**TEXTAUSZUG:**
+++

Wer steckt eigentlich hinter dem „Oscar“?

Seit ich alljährlich meine persönlichen Gedanken zu den Oscar-Nominierungen niederschreibe, frage ich mich heute mal: „Who da fuck is Oscar“, obwohl das richtig heißen müsste, „Who da fuck is…“ diese ominöse „Academy of Motion Pictures“? Wer steckt dahinter? Kennt man die Leute? Sind das hoch dekorierte Aktricen und Akteure, Regisseure, Dekorateure, Requisiteure, Komponeure, Friseure, Couturiers, Make-up-Artisten, Drehbuchschreiber, Autoren, Kameraleute, Editoren, Cutter, Kabelträger, Besetzungsbüros, und andere Filmschaffende?

Oder gar Multimillionäre, Banker, Wheeler/Dealer, Money Traders, die Mafia vielleicht (an alle strenggläubigen Frauenrechtspersonen jeglichen Geschlechts: all diese Berufe auch für –innen, versteht sich von selbst)?

Ich hatte nie drüber nachgedacht.

+++

**BEREITGESTELLTE ZEILEN:**

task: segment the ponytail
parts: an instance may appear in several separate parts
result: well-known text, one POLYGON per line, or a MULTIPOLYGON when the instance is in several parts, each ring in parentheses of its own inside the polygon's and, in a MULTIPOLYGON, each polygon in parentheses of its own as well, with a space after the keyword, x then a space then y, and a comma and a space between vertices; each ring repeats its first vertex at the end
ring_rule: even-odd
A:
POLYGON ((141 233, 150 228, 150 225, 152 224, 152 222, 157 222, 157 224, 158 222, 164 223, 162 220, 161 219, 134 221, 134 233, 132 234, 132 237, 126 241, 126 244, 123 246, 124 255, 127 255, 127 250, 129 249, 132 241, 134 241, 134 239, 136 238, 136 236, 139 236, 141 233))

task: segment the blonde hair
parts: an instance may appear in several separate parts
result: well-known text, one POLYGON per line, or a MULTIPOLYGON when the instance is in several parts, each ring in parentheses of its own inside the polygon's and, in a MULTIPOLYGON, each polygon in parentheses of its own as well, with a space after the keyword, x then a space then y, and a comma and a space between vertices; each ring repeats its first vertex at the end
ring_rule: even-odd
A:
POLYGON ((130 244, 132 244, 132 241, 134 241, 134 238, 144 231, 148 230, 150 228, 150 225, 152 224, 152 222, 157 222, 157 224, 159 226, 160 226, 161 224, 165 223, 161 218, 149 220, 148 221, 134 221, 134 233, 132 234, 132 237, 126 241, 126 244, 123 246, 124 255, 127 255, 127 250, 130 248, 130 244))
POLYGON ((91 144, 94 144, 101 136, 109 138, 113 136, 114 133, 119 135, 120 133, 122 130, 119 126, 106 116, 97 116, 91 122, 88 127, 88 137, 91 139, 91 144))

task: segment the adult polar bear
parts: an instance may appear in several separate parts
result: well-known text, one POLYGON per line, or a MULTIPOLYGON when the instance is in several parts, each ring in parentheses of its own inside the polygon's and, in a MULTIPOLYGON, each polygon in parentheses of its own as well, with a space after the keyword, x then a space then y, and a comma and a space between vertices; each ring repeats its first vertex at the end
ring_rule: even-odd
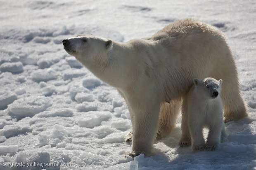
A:
POLYGON ((230 50, 223 34, 209 25, 186 19, 147 39, 123 43, 85 35, 63 42, 69 54, 125 99, 133 125, 132 156, 150 154, 158 128, 159 137, 169 133, 195 77, 223 79, 226 121, 247 116, 230 50))

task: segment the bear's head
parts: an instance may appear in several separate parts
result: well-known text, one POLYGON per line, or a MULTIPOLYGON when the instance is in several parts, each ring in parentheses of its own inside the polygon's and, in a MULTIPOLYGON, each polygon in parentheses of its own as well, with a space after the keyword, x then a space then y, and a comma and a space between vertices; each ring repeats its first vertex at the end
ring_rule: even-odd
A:
POLYGON ((214 99, 219 96, 221 90, 222 80, 218 81, 211 77, 203 80, 194 79, 194 83, 197 91, 206 99, 214 99))
POLYGON ((86 67, 107 66, 113 48, 112 42, 92 35, 78 35, 62 41, 64 49, 86 67))

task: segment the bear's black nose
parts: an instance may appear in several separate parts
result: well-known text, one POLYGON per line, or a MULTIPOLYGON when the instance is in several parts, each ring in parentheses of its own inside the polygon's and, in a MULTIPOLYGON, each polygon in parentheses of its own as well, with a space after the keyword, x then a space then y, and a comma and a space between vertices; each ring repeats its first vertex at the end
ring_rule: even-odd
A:
POLYGON ((218 91, 214 91, 213 92, 213 97, 216 97, 217 96, 218 96, 218 95, 219 95, 219 92, 218 92, 218 91))
POLYGON ((64 40, 62 41, 62 42, 64 46, 68 46, 70 44, 70 42, 68 40, 64 40))

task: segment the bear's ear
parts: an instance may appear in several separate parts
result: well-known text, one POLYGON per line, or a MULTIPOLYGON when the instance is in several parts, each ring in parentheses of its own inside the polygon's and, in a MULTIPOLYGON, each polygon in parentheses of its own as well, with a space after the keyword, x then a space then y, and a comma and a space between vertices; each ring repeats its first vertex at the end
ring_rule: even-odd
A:
POLYGON ((194 84, 196 86, 198 84, 199 82, 201 82, 201 80, 198 79, 194 79, 194 84))
POLYGON ((113 46, 113 42, 111 40, 107 40, 105 42, 105 47, 108 50, 112 49, 113 46))

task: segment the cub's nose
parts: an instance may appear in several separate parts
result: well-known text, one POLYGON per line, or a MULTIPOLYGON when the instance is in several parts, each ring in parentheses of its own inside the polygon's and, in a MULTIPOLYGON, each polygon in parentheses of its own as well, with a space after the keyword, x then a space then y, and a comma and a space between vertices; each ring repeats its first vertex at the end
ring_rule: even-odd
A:
POLYGON ((62 41, 62 42, 64 46, 68 46, 70 44, 70 42, 68 40, 64 40, 62 41))
POLYGON ((218 92, 218 91, 214 91, 213 93, 213 95, 215 98, 218 96, 218 95, 219 92, 218 92))

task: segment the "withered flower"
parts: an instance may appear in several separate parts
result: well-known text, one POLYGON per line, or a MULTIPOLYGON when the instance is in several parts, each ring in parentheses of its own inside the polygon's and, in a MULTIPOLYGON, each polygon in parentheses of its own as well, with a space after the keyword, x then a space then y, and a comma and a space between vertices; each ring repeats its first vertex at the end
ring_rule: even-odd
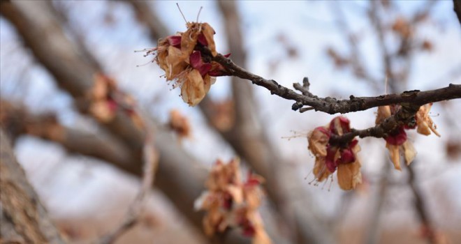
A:
POLYGON ((263 181, 251 172, 242 181, 238 160, 228 164, 217 161, 205 184, 207 190, 194 203, 196 210, 207 211, 203 218, 205 234, 212 236, 228 227, 240 227, 244 235, 253 238, 253 243, 270 243, 258 212, 263 181))
MULTIPOLYGON (((386 119, 395 114, 398 107, 397 106, 381 106, 378 107, 378 113, 376 119, 376 124, 379 125, 386 119)), ((397 170, 402 170, 400 167, 400 152, 404 155, 405 163, 409 165, 414 160, 416 155, 416 151, 413 147, 413 144, 407 140, 407 132, 405 128, 411 128, 408 126, 402 125, 388 133, 384 138, 386 140, 386 147, 389 151, 390 160, 394 165, 394 168, 397 170)))
MULTIPOLYGON (((437 127, 429 116, 429 112, 432 105, 432 103, 430 103, 420 107, 415 116, 416 125, 401 125, 389 132, 388 136, 384 138, 386 139, 386 147, 389 151, 390 160, 393 162, 395 169, 402 169, 400 168, 401 152, 407 165, 411 163, 416 156, 416 151, 413 147, 413 144, 407 140, 405 130, 414 129, 416 126, 419 134, 429 135, 432 131, 434 134, 440 137, 440 135, 436 130, 437 127)), ((397 112, 399 106, 397 105, 379 107, 376 124, 378 125, 383 122, 386 118, 397 112)))
POLYGON ((418 124, 417 132, 419 134, 429 135, 432 131, 437 137, 440 137, 440 134, 437 132, 437 126, 434 124, 432 119, 429 116, 429 112, 432 107, 432 103, 423 105, 419 108, 416 113, 416 123, 418 124))
POLYGON ((157 47, 149 49, 167 81, 175 81, 173 88, 181 87, 182 100, 190 106, 198 104, 210 91, 217 76, 226 74, 215 61, 205 61, 199 46, 206 47, 213 56, 217 54, 213 39, 214 30, 207 23, 187 22, 187 30, 159 40, 157 47))
POLYGON ((317 182, 328 178, 337 169, 342 189, 354 189, 362 182, 361 165, 357 156, 360 151, 358 141, 353 139, 342 146, 329 143, 332 135, 342 135, 350 131, 349 120, 337 116, 326 126, 318 127, 309 134, 308 148, 316 158, 312 172, 317 182))

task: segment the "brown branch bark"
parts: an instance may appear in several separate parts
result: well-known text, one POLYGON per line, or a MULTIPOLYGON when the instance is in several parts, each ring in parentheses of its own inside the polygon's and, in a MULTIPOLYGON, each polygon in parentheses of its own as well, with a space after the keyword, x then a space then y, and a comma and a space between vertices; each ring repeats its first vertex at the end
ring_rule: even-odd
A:
POLYGON ((0 238, 5 243, 66 243, 0 130, 0 238))
MULTIPOLYGON (((85 95, 93 86, 94 76, 99 70, 80 59, 78 47, 64 36, 53 10, 38 1, 2 1, 1 6, 1 15, 15 25, 36 58, 61 87, 83 101, 81 110, 87 111, 85 95)), ((142 132, 134 126, 126 114, 121 113, 110 122, 101 125, 124 142, 131 152, 133 163, 129 168, 123 169, 139 176, 144 143, 142 132)), ((194 212, 193 206, 203 190, 207 172, 177 146, 168 132, 156 130, 155 144, 160 154, 156 185, 191 223, 201 229, 203 214, 194 212)), ((249 241, 238 234, 226 235, 223 239, 217 241, 249 241)))
MULTIPOLYGON (((157 20, 152 11, 141 12, 140 8, 134 6, 133 3, 136 2, 131 1, 131 3, 133 5, 134 10, 138 16, 145 16, 141 20, 143 20, 142 23, 149 27, 152 38, 166 36, 159 36, 156 34, 158 33, 157 29, 163 29, 164 27, 160 27, 161 22, 157 20), (155 24, 153 24, 149 22, 149 20, 155 20, 155 24)), ((228 43, 233 59, 239 63, 243 64, 245 62, 246 55, 242 48, 242 33, 239 24, 240 17, 235 3, 219 2, 218 6, 224 17, 226 27, 224 29, 226 31, 228 43)), ((303 208, 295 211, 293 209, 293 206, 291 206, 291 200, 288 196, 288 190, 284 190, 290 188, 286 185, 286 182, 283 182, 281 180, 292 178, 295 181, 296 178, 293 176, 293 174, 289 173, 284 174, 283 177, 280 176, 281 171, 277 169, 279 169, 280 165, 283 165, 283 160, 277 153, 276 148, 270 144, 265 132, 258 126, 261 123, 258 121, 258 118, 255 116, 254 113, 257 109, 253 96, 253 87, 251 84, 242 82, 240 79, 238 77, 233 77, 231 82, 235 111, 235 121, 233 125, 227 130, 220 130, 216 127, 214 129, 234 148, 236 153, 245 160, 246 162, 266 179, 265 187, 268 195, 274 203, 277 212, 281 213, 281 218, 279 218, 279 224, 285 227, 281 230, 281 233, 291 231, 291 234, 299 236, 299 241, 301 243, 332 243, 332 241, 330 238, 330 236, 327 234, 328 231, 325 229, 322 230, 319 227, 322 227, 321 220, 303 214, 309 211, 315 211, 314 209, 309 209, 311 208, 309 207, 309 203, 305 202, 303 208), (293 224, 296 221, 294 215, 303 216, 302 218, 305 220, 302 220, 302 221, 299 220, 298 224, 293 224), (290 224, 287 226, 287 223, 290 224), (318 228, 314 227, 315 229, 314 230, 312 228, 313 226, 318 228), (321 233, 323 233, 323 234, 321 233)), ((199 107, 209 122, 212 121, 214 116, 211 109, 212 106, 213 101, 207 98, 205 98, 199 104, 199 107)), ((214 125, 212 123, 210 123, 212 126, 214 125)), ((293 184, 296 185, 296 183, 293 184)), ((302 184, 302 183, 299 183, 299 184, 302 184)), ((299 199, 300 195, 305 195, 305 192, 292 195, 297 195, 299 199)), ((272 238, 274 237, 280 238, 281 236, 274 236, 273 235, 272 238)), ((277 242, 280 243, 281 241, 282 241, 277 242)))
MULTIPOLYGON (((209 50, 203 48, 203 53, 210 54, 209 50)), ((334 98, 319 98, 314 95, 305 95, 296 93, 279 84, 273 79, 265 79, 254 75, 236 65, 230 59, 218 54, 212 60, 221 63, 227 70, 228 75, 237 76, 248 79, 253 84, 263 86, 269 90, 272 95, 279 96, 283 98, 296 101, 293 105, 293 110, 298 110, 303 105, 311 106, 316 111, 321 111, 328 114, 346 114, 352 112, 363 111, 379 106, 393 104, 409 103, 421 106, 430 102, 440 102, 446 100, 461 98, 461 85, 451 84, 448 86, 435 90, 410 91, 413 95, 408 96, 409 92, 402 93, 381 95, 376 97, 355 97, 351 96, 349 100, 337 100, 334 98)), ((295 89, 304 91, 305 89, 298 83, 295 83, 295 89)))

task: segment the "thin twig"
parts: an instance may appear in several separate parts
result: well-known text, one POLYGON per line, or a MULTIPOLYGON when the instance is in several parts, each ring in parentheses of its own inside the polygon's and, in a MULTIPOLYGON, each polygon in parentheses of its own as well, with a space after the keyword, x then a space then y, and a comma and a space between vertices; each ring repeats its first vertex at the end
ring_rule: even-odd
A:
MULTIPOLYGON (((144 121, 147 120, 143 119, 144 121)), ((141 188, 129 206, 124 220, 117 229, 103 236, 99 243, 113 243, 119 236, 135 226, 142 209, 142 204, 147 192, 154 183, 155 171, 159 162, 159 154, 154 146, 154 135, 152 126, 145 128, 146 138, 142 148, 143 168, 141 188)))
MULTIPOLYGON (((314 95, 303 95, 286 88, 273 79, 265 79, 253 74, 234 63, 232 60, 218 54, 211 57, 209 49, 201 47, 200 51, 205 55, 210 55, 213 61, 222 65, 227 71, 227 75, 237 76, 248 79, 253 84, 266 88, 272 95, 297 102, 292 107, 298 110, 299 104, 313 107, 316 111, 323 112, 330 114, 337 113, 346 114, 357 111, 367 110, 379 106, 407 103, 412 105, 422 106, 425 104, 443 101, 446 100, 461 98, 461 85, 450 84, 448 86, 435 90, 420 91, 418 90, 405 91, 402 93, 385 94, 375 97, 355 97, 351 96, 349 100, 337 100, 334 98, 320 98, 314 95)), ((302 89, 300 84, 295 83, 295 89, 302 89)))

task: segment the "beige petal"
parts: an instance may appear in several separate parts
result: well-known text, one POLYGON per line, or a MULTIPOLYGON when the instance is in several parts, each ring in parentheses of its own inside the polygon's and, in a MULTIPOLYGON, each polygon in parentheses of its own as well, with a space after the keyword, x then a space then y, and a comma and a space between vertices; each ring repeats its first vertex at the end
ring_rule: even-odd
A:
POLYGON ((360 162, 357 160, 350 164, 338 165, 338 183, 342 190, 349 190, 356 188, 358 184, 362 183, 360 162))
POLYGON ((243 202, 243 192, 242 186, 237 186, 235 185, 228 185, 226 188, 227 192, 232 196, 232 199, 237 204, 243 202))
POLYGON ((187 67, 187 63, 184 61, 182 52, 178 48, 173 46, 168 47, 168 56, 166 58, 166 66, 165 75, 166 80, 172 80, 177 77, 181 72, 187 67))
POLYGON ((402 146, 404 150, 405 163, 407 163, 407 165, 409 165, 416 156, 416 151, 414 147, 413 147, 413 144, 408 140, 407 140, 402 146))
POLYGON ((314 130, 308 136, 307 148, 314 156, 325 157, 327 155, 326 146, 330 138, 325 133, 319 130, 314 130))
POLYGON ((189 58, 197 45, 197 38, 201 29, 201 24, 196 22, 187 23, 187 31, 181 35, 181 51, 184 58, 189 58))
POLYGON ((314 173, 314 176, 317 181, 320 182, 323 181, 323 180, 328 178, 331 174, 331 172, 328 170, 325 164, 325 157, 316 158, 312 173, 314 173))
POLYGON ((203 79, 195 69, 189 73, 186 79, 181 86, 181 96, 189 106, 195 106, 205 98, 203 79))

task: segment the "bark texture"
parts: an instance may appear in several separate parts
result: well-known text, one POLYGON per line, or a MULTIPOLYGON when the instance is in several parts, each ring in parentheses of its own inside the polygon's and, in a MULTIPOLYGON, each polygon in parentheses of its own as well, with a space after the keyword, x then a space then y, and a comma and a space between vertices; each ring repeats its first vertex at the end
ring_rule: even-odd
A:
POLYGON ((66 243, 0 130, 0 242, 66 243))

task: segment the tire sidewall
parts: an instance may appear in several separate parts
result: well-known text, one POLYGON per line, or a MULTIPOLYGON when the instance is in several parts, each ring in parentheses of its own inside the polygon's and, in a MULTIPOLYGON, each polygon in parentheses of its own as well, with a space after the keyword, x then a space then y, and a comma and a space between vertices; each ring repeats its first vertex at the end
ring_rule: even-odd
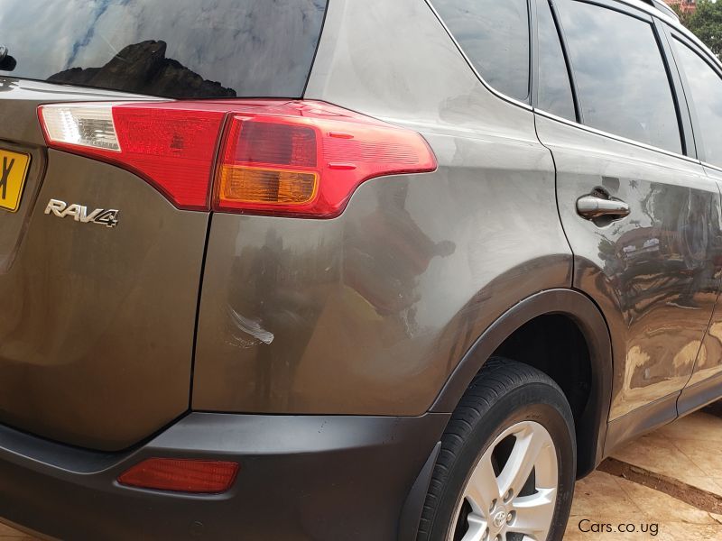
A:
POLYGON ((473 426, 445 480, 430 539, 447 539, 452 527, 452 515, 479 459, 499 435, 522 421, 539 423, 554 442, 558 464, 557 501, 548 539, 562 538, 577 470, 574 422, 561 392, 551 385, 539 382, 527 383, 501 397, 473 426))

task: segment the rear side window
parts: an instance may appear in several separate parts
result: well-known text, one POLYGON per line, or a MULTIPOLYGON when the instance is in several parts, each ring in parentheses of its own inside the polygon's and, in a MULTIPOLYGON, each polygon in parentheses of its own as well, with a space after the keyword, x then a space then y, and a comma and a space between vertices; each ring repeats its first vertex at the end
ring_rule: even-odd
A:
POLYGON ((674 51, 680 67, 687 76, 691 101, 704 147, 705 160, 722 166, 722 79, 699 55, 674 40, 674 51))
POLYGON ((177 98, 299 97, 328 0, 3 0, 0 76, 177 98))
POLYGON ((569 74, 564 60, 557 25, 547 0, 539 3, 539 96, 538 106, 568 120, 577 120, 569 74))
POLYGON ((433 0, 432 3, 484 80, 510 97, 528 101, 527 0, 433 0))
POLYGON ((681 153, 670 79, 650 23, 559 3, 584 124, 681 153))

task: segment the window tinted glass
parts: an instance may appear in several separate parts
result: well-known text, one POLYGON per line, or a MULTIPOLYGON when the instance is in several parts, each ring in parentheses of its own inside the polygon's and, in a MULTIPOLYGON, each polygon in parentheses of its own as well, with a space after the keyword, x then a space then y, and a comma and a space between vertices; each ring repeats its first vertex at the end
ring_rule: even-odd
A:
POLYGON ((539 108, 569 120, 577 120, 567 63, 549 2, 539 3, 539 108))
POLYGON ((0 75, 169 97, 303 92, 327 0, 2 0, 0 75))
POLYGON ((527 0, 434 0, 474 66, 499 92, 529 97, 527 0))
POLYGON ((560 3, 584 124, 681 152, 670 80, 649 23, 575 0, 560 3))
POLYGON ((701 132, 698 139, 702 140, 705 160, 722 166, 722 79, 696 52, 676 39, 674 49, 690 84, 701 132))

+++

**ARBEITSAUFTRAG:** Wiederhole aus dem Text über den Oscar wortgetreu alles von „Seit ich alljährlich“ bis hinunter zu „und andere Filmschaffende?“.

**ÜBUNGSERGEBNIS:**
Seit ich alljährlich meine persönlichen Gedanken zu den Oscar-Nominierungen niederschreibe, frage ich mich heute mal: „Who da fuck is Oscar“, obwohl das richtig heißen müsste, „Who da fuck is…“ diese ominöse „Academy of Motion Pictures“? Wer steckt dahinter? Kennt man die Leute? Sind das hoch dekorierte Aktricen und Akteure, Regisseure, Dekorateure, Requisiteure, Komponeure, Friseure, Couturiers, Make-up-Artisten, Drehbuchschreiber, Autoren, Kameraleute, Editoren, Cutter, Kabelträger, Besetzungsbüros, und andere Filmschaffende?